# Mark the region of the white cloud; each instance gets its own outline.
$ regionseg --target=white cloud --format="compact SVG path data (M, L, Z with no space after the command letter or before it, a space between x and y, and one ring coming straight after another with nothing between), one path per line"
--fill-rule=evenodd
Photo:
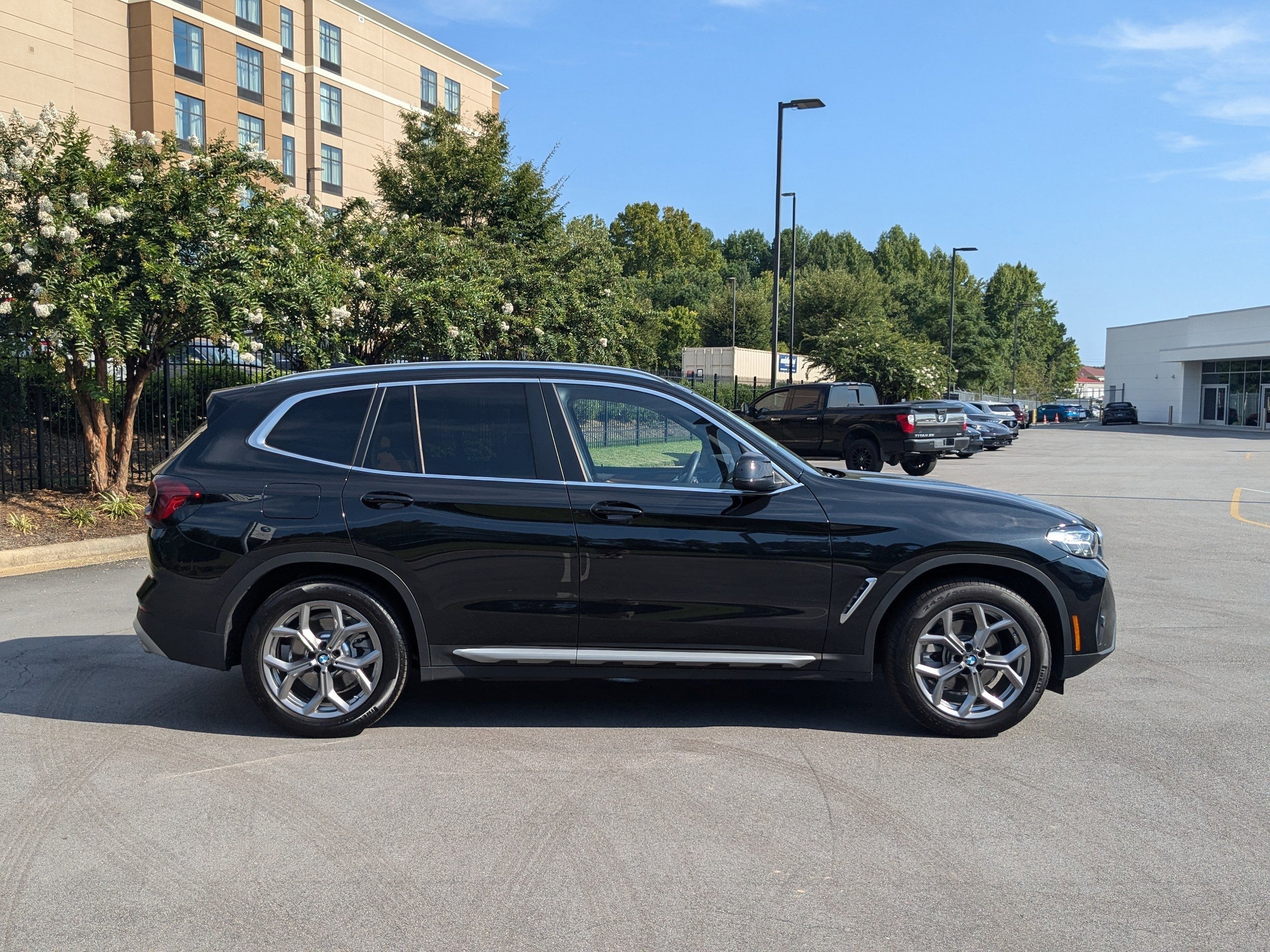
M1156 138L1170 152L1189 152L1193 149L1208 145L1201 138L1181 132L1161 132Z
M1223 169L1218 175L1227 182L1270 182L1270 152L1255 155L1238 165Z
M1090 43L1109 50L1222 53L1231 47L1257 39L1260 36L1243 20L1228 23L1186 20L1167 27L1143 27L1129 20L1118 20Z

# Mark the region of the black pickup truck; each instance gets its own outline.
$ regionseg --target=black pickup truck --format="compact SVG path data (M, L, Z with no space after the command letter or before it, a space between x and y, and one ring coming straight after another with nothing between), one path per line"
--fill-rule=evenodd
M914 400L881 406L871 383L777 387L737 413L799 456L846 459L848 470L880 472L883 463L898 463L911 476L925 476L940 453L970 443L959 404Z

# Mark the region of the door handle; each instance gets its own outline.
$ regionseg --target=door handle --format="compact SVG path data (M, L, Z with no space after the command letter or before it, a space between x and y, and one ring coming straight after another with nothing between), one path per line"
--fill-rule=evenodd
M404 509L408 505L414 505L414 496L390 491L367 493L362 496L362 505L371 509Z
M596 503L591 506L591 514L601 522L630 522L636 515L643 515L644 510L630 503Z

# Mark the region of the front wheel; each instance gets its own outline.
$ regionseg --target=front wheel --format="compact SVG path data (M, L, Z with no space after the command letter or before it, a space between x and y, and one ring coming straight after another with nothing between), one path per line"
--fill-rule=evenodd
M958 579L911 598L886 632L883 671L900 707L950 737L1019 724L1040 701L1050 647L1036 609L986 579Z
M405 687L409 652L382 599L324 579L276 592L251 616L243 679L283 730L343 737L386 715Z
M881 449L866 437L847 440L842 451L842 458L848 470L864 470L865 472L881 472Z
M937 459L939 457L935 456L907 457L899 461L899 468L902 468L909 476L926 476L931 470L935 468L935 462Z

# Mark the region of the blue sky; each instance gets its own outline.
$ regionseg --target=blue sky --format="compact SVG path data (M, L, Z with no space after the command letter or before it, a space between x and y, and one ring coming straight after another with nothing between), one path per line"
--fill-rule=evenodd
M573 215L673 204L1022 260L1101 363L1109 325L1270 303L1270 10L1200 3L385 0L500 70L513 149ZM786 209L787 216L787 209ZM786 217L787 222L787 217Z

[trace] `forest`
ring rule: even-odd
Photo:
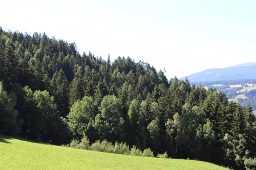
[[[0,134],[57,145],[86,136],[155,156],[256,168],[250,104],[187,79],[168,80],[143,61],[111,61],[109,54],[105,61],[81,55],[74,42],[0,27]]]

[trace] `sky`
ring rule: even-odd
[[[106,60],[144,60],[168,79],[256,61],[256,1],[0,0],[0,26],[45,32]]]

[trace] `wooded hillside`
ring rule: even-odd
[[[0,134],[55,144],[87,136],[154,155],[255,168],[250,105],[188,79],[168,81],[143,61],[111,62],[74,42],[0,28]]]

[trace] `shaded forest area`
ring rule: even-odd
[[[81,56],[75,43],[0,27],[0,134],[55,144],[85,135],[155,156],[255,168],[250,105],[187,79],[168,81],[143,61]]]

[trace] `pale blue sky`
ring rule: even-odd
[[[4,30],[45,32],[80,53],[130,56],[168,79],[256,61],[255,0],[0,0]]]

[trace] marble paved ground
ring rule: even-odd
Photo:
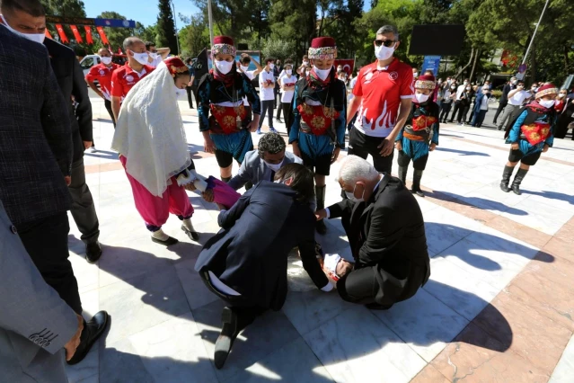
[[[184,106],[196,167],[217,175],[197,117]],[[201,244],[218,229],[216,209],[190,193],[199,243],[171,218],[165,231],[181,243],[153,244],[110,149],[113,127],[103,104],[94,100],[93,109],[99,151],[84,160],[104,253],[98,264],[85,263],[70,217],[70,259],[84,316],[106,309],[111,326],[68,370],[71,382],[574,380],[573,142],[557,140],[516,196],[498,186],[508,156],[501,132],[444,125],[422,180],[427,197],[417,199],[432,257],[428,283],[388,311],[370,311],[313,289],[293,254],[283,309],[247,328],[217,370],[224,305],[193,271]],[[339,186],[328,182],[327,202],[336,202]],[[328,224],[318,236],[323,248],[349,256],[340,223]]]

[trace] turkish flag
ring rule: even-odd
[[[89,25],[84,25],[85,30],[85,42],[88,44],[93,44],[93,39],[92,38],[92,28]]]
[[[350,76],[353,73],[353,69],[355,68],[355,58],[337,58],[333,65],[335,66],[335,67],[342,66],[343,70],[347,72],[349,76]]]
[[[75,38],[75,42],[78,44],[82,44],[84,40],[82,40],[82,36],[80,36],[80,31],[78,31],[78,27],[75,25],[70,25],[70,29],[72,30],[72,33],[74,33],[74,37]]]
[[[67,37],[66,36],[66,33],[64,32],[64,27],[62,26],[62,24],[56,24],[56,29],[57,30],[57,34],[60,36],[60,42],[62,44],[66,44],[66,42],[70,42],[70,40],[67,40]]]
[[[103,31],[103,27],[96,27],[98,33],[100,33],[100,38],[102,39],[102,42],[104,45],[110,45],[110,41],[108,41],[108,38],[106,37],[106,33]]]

----

Exercise –
Lay out everything from the line containing "# Mark the region of the black" down to the line containing "M596 503L591 506L591", both included, as a JSON list of strings with one string per line. Leave out blank lines.

Complete response –
[
  "# Mark the region of the black pickup truck; each instance gets its own outline.",
  "$ regionseg --target=black pickup truck --format=\"compact SVG path data (M, L, Z with no space after the command letter or before it, a space between x and y, and one ring coming straight after another with nothing between), one path per line\"",
  "--fill-rule=evenodd",
  "M914 400L881 406L871 383L777 387L737 413L799 456L846 459L848 470L880 472L883 463L898 463L911 476L925 476L940 453L970 443L959 404Z",
  "# Mark the region of the door handle; each instance gets its own outline.",
  "$ regionseg --target=door handle --format=\"compact SVG path data (M, L, Z with no space after the command letter or before it, a space between x and y, and one ring coming straight after another with nothing between), one path per line\"",
  "--fill-rule=evenodd",
  "M404 509L408 505L414 505L414 496L390 491L367 493L362 496L362 505L371 509Z",
  "M596 503L591 506L591 514L601 522L630 522L636 515L643 515L644 510L630 503Z"
]